Task prompt:
Copy every line of the items below word for word, changing nothing.

○ ○ ○ ○ ○

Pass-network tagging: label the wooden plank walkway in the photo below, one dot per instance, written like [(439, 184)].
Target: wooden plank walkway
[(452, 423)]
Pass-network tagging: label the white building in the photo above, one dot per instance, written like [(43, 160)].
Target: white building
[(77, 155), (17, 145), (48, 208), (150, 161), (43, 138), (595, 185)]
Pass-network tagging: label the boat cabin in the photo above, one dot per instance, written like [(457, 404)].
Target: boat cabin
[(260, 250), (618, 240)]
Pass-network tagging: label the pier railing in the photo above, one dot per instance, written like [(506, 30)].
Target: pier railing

○ ○ ○ ○ ○

Output for this exercise:
Pass-network tagging: label the wooden plank walkway in the photo below, one dot per instance, written like [(439, 184)].
Target: wooden plank walkway
[(452, 423)]
Pass-network tagging: label the white building in the photo above, one dot per instance, written like [(43, 160)].
Target: white building
[(77, 155), (17, 145), (48, 208), (150, 161), (43, 138), (595, 185)]
Pass-network tagging: label the boat cabin in the photo above, one dot per instance, written like [(457, 404)].
Target: boat cabin
[(260, 250), (618, 240)]
Pass-network tagging: label the pier railing in the photo above, one dot per instance, written like [(506, 30)].
Target: pier railing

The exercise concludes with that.